- Tasks for this exercise
A - Could you reproduce the concert article between "It was Huggett’s" and "for Psalm 121.", inclusive, replacing "debauchery" with "revelry"?
B - Do these statements agree with the concert article? (i) Monica Huggett is artistic director of Portland Baroque Orchestra. (ii) The program opens with the Concerto for Oboe and Trumpet. (iii) Vivaldi never altered his scores for a mixed chorus. For each, answer yes or no and quote the deciding words.
C - How would you sum up the concert article in two sentences?

··· Passage

The concertmaster and director for this rare opportunity to see and hear an evocation of those Pieta Sundays is Monica Huggett, internationally acclaimed Baroque violinist, fellow of the Royal Academy of Music in London and artistic director of Portland Baroque Orchestra and U.K.-based Ensemble Sonnerie.
It was Huggett’s idea to organize “Venetian Women” as a chance to recreate Vivaldi’s all-female scenarios.
“Aristocrats in the 17th and 18th century, after indulging in the debauchery for which Venice was famous, would salve their consciences by attending the musical performances of religious works given by those women,” she says in an email.
“Venetian Women” includes three vocal works and two concertos. The program begins with the three-minute “Laetatus Sum” in F major, a lilting setting of voices, strings and continuo for Psalm 121.
Following that is the brief Concerto for Oboe and Trumpet in D major, then two other sacred vocal works: “Magnificat,” a nine-part canticle, and the beautiful “Gloria.” Between those two pieces is one more instrumental, the Concerto for Oboe and Violin in B flat major.
“Magnificat” and “Gloria” are most recognizable today performed by mixed voices of women and men. It’s something of a revelation to hear them sung exclusively by the former. There is a stirring radiance, a sublime grace different from the heavier solemnity of male voices woven in. Huggett says Vivaldi sought that effect for women singers, though he was commercial enough to adjust his scores for a blended chorus when his compositions were later published.

······
··· Data extract

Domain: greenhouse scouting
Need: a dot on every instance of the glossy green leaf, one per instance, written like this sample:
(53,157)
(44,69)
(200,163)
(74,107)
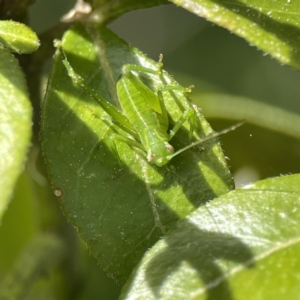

······

- Problem solutions
A -
It was Huggett’s idea to organize “Venetian Women” as a chance to recreate Vivaldi’s all-female scenarios.
“Aristocrats in the 17th and 18th century, after indulging in the revelry for which Venice was famous, would salve their consciences by attending the musical performances of religious works given by those women,” she says in an email.
“Venetian Women” includes three vocal works and two concertos. The program begins with the three-minute “Laetatus Sum” in F major, a lilting setting of voices, strings and continuo for Psalm 121.

B -
(i) Yes: "artistic director of Portland Baroque Orchestra"
(ii) No: "The program begins with the three-minute “Laetatus Sum” in F major"
(iii) No: "he was commercial enough to adjust his scores for a blended chorus when his compositions were later published"

C - Monica Huggett, the Baroque violinist who is concertmaster and director of "Venetian Women," conceived the program to recreate Vivaldi's all-female performances. The program's three sacred vocal works and two concertos include "Magnificat" and "Gloria," sung here only by women, an effect Huggett says Vivaldi sought.